### [Excerpt]
————

Wednesday, 8 March 1922. An uneventful day as far as Benoni is concerned. No papers. No news. Rumours from Johannesburg of further shooting … No one knows the truth. The strikers talk of dark happenings tonight and tomorrow. A Scotch Evangelist is here and is conducting meetings outside the Cecil and in the Hall. He is roaring, as I write this, that he is saved.

Thursday, 9 March 1922. This morning no news, only rumours – Mine Manager shot in town, Commando coming from Free State, etc.

Defence Force called. No trains to Benoni. Big parade, 500 strikers in military formation, preceded by pipe band.

Probable attack on Post Office. Special force of Police with fixed bayonets guarding.

Rautenbach, leader of Mounted Commando, tried for something yesterday and acquitted. Enormous crowds inside and outside Court ready to rescue him if convicted.

The Scotch Evangelist is appealing to Scotchmen to come and get salvation ‘without money and without price’. That ought to appeal to Scotchmen, he says, ‘something for nothing’.

Friday, 7 a.m. A battle is raging in Benoni. Shooting started at daybreak and police are all around the Hotel – under the verandas and in doorways. Three bodies are lying in Market Avenue in front of my gate (policemen), one quite dead, the other two twitching.

The young swanky officer who patrolled the streets yesterday was bowled over by a bullet just now.

8.30 a.m. Still shooting. James, the butcher, said to be shot dead. Ambulances and doctors arrive. Republican flag on Trades Hall.

9.30 a.m. Aeroplanes have arrived. Armed with machine guns. Fired on Trades Hall. Returned to Johannesburg, one apparently winged.

Friday, 5 p.m. Firing re-started 3 p.m. Been going on intermittently ever since. Police awaiting reinforcements. Hotel established as headquarters. Aeroplanes returned and bombed the Trades Hall. No lights to be allowed to-night. Outside rooms to be vacated.

————

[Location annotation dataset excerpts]
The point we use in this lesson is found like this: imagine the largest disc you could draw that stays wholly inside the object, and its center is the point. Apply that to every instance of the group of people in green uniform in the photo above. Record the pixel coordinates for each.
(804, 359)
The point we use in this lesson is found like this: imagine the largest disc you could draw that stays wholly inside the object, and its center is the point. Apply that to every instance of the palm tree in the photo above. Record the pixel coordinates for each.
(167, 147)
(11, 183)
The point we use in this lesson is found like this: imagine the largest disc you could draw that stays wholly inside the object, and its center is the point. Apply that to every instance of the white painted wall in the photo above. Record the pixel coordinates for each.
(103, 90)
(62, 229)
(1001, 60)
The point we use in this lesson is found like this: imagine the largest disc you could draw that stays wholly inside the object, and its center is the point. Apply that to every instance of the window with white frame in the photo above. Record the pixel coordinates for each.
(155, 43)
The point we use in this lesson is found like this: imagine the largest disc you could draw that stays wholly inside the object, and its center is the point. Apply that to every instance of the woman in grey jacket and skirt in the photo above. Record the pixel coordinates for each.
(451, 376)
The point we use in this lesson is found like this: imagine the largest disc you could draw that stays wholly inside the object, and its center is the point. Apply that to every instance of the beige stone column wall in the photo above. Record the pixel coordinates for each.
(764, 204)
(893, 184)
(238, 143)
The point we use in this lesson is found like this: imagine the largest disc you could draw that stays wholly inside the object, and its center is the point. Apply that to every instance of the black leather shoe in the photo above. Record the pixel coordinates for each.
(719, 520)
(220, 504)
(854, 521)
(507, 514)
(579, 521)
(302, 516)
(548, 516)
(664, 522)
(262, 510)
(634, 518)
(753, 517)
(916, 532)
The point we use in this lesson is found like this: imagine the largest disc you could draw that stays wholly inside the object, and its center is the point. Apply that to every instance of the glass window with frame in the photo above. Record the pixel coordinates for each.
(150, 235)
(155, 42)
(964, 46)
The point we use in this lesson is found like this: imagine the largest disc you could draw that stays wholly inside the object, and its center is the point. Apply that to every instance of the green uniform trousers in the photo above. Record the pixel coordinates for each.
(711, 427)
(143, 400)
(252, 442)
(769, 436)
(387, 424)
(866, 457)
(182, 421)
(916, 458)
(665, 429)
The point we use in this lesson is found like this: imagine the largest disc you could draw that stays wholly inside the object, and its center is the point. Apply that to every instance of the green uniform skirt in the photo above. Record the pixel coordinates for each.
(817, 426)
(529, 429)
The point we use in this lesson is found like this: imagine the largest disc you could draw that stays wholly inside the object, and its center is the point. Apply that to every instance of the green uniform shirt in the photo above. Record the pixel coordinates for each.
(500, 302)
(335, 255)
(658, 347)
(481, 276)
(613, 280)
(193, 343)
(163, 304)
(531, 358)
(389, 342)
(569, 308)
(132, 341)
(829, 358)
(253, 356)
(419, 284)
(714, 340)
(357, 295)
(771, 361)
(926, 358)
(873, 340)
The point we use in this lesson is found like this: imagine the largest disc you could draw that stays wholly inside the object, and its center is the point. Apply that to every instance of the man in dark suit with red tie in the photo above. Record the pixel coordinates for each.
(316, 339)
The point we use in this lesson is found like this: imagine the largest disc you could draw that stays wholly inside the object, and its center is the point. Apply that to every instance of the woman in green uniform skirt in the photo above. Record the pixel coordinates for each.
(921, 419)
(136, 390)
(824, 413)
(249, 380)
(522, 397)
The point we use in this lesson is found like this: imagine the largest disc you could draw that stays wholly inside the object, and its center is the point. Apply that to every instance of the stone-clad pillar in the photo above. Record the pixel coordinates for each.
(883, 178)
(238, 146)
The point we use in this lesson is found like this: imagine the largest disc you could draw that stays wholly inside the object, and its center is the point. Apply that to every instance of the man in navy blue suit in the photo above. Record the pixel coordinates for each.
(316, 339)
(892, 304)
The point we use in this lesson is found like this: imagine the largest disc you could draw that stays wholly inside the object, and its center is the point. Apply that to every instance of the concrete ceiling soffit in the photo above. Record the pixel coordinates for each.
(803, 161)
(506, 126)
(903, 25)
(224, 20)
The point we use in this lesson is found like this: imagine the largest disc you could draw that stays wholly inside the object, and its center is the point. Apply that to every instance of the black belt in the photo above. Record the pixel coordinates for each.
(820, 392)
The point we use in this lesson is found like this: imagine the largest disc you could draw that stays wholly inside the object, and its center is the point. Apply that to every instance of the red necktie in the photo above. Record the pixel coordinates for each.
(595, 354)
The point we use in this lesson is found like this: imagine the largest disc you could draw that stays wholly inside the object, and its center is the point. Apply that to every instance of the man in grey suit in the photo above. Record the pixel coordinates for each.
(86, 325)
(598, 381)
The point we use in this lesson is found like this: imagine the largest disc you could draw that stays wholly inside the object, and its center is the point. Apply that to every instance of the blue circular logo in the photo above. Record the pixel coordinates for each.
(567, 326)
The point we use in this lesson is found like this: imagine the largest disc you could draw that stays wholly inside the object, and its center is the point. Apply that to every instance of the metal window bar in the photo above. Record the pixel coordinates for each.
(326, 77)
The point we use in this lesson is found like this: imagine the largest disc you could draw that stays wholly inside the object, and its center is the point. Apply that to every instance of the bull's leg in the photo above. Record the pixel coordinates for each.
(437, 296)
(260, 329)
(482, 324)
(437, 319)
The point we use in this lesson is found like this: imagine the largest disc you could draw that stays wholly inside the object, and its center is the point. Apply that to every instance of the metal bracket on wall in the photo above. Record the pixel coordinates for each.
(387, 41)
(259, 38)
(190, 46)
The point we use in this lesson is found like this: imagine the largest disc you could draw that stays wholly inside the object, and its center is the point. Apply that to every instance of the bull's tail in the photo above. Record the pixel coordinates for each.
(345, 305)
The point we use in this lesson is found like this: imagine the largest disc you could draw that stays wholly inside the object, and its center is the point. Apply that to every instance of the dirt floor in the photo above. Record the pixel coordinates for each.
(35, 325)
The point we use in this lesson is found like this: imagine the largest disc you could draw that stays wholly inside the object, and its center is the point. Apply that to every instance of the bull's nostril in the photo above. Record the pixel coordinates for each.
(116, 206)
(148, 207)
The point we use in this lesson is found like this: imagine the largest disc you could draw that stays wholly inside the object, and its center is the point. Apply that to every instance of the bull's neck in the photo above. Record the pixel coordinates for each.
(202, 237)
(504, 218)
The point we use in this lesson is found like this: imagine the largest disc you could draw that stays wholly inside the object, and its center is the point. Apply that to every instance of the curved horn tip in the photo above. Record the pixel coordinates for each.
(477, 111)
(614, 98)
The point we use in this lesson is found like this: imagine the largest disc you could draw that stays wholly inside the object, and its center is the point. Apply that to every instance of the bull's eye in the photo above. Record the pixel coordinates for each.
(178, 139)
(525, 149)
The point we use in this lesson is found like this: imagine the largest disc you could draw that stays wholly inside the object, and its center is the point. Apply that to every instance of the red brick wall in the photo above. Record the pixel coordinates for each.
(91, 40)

————

### [Job A]
Rewrite the paragraph of the Benoni diary excerpt that begins "Friday, 5 p.m." as a brief bulleted list, keeping its main facts.
### [Job B]
List every clock time mentioned in the Benoni diary excerpt, in the order they appear.

### [Exercise result A]
- The entry is written at 5 p.m. on Friday.
- Firing started again at 3 p.m. and has continued on and off since then.
- Police are waiting for reinforcements.
- The Hotel has been made headquarters.
- Aeroplanes came back and bombed the Trades Hall.
- No lights are allowed tonight, and outside rooms must be vacated.

### [Exercise result B]
- 7 a.m.
- 8.30 a.m.
- 9.30 a.m.
- 5 p.m.
- 3 p.m.